## Aim
Render the lines as a Markdown table with two columns, "Row" for the row number and "Line" for the line itself, omitting blank lines. Begin at the line that contains "I would be grateful if you could mark the snow-covered" and continue through the final line.

(Examples of point labeling)
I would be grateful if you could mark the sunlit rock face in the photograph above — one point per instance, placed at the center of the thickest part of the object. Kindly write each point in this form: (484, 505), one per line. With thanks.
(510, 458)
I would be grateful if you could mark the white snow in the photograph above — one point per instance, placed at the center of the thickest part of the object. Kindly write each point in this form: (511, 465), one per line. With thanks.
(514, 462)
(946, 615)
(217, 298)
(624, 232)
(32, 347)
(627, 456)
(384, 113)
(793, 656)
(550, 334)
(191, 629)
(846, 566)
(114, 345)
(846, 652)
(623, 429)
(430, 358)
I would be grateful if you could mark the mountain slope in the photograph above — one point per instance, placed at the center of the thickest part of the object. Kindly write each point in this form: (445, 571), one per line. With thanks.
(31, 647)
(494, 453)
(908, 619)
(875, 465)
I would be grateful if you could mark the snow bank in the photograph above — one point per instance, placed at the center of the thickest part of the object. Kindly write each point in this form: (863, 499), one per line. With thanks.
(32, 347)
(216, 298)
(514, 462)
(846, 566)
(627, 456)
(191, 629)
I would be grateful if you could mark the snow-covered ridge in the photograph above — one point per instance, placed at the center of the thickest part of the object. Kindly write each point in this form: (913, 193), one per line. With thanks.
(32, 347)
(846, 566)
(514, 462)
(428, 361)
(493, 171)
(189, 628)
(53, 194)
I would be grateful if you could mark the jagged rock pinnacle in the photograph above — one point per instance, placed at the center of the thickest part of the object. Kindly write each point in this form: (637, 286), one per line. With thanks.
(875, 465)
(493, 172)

## Answer to the problem
| Row | Line |
|---|---|
| 1 | I would be grateful if you could mark the snow-covered ridge in the photograph above — one point per instance, placed at the center of the thickest part of the object. Kindly write each point in this form: (913, 193), one per line. With thanks. |
| 2 | (32, 347) |
| 3 | (846, 566) |
| 4 | (514, 462) |
| 5 | (428, 361) |
| 6 | (493, 171) |
| 7 | (189, 628) |
| 8 | (53, 194) |
| 9 | I would be grateful if you could mark the jagged rock pinnacle in the photograph above — one point per instance, placed at the center of the thickest part of the object. Kindly write each point in this form: (637, 286), one per line. With thanks. |
| 10 | (875, 465) |
| 11 | (493, 172) |